__TASK SET__
**a)** According to the forum thread on broadband cost, what is the monthly price of broadband in nearly every metropolitan and suburban location in America?
**b)** Translate this sentence from the forum thread on broadband cost into French: "People who work in america really arent that poor."
**c)** Write the next part of the forum thread on broadband cost, starting after its final sentence.

__TEXT__

□ □ □ □ □

Given the tenor of his post, I suspect that he already does.

Freezone

join:2000-09-29
Southfield, MI

1 recommendation

reply to Shadow01

said by Shadow01:

said by carlinniss:

I learned myself using the Internet.

Is this proper English?
No butit proves his point even more. He has assholes like you to teach him better.


charlie hp

@covad.net
reply to broadbanderexpanderc

You can get broadband now for under $40/month in pretty much every metropolitan and suburban location in america. Thats cheap. Hardly more than an average dialup ISP ($15/month) and a dedicated phone line ($20+/month after taxes and fees). Even if you're not making a lot of money, if getting broadband is one of your priorities, its not a problem. You'd be surprised at how many people under the poverty line actually have basic cable, which costs about as much. One of the saddest sights I see are the satellite dishes hanging near the windows on "projects" in chicago. They're living a building paid for with taxpayer money, they're kids probably arent getting what they need to succeed in school, and they're spending $60/month to get HBO so they can watch the "Kings of Comedy" specials. Great.

And if the burger flipper was a college kid then he would have internet in his dorm. Bottom line is that anyone who wants broadband can already afford it if they're willing to pay for it. People who work in america really arent that poor. And if you're so poor and decrepit as to be unable to afford $40/month max even as you really want it, then I stick to my point, you're probably beyond help.

□ □ □ □ □

__STORED RECORDS__

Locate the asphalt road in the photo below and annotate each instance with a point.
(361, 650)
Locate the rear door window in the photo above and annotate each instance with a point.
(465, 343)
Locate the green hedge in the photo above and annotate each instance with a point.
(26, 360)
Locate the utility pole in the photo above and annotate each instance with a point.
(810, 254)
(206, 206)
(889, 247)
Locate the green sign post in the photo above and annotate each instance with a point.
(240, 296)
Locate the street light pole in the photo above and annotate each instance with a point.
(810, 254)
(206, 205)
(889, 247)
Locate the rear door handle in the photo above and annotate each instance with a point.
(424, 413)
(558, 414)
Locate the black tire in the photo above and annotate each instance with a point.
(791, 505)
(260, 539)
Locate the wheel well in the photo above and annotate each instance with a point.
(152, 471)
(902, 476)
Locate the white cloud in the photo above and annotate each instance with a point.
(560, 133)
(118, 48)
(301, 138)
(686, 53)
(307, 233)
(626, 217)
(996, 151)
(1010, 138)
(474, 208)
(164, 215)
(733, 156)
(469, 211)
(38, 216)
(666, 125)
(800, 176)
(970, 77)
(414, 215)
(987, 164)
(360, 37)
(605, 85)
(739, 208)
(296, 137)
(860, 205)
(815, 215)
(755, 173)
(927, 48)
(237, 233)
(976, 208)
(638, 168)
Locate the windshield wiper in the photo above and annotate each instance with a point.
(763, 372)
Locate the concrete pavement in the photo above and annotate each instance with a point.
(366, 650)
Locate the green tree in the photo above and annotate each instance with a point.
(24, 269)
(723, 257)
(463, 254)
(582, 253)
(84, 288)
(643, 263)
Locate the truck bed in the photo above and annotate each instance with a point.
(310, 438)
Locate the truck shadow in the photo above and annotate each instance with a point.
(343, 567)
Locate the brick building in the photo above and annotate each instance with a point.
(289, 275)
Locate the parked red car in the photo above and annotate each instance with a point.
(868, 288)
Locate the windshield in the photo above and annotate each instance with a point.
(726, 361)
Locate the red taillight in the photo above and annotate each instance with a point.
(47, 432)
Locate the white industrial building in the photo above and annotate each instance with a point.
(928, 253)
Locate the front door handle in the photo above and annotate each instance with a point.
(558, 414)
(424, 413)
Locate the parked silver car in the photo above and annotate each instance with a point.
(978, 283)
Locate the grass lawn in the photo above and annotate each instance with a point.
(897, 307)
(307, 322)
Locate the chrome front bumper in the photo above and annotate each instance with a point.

□ □ □ □ □

__EXPECTED RESPONSES__
**a)** Under $40 per month.

**b)** Les gens qui travaillent en Amérique ne sont vraiment pas si pauvres.

**c)**
What you people are saying is like saying "we should subsidize buying cars because people need cars to get to jobs and to school" or "we should subsidize shoes, he's missing out on so many opportunities".


I wonder why they aren't getting what they need to succeed in their urban area public school but schools like the public school in West Chester, PA and Longmeadow, MA and other suburban communities get plenty of funding?

Oh yes! Because we allocate our government spending in ridiculous ways that promote the status quote and insure that certain people remain poorly educated so as to provide the unemployment pool that keeps laborers hinged to an exploitative market, hoorah! The schools that need national funding are ignored and not given the hands-on approach needed to make them work. Teachers in wealthy suburbs make more than urban and rural teachers. Ridiculous. The government passes standards (No Child Left Behind) but than illegally demands states fund the programs to pass those standards. Blah, blah, blah.

Frankly, I think giving away cars and shoes to everyone in the world would be fantastic. I don't know why you hate free stuff so much!

"Beyond help." Hmmm ... never heard that one in economic theory before. I think you're being a bit unacademic there ...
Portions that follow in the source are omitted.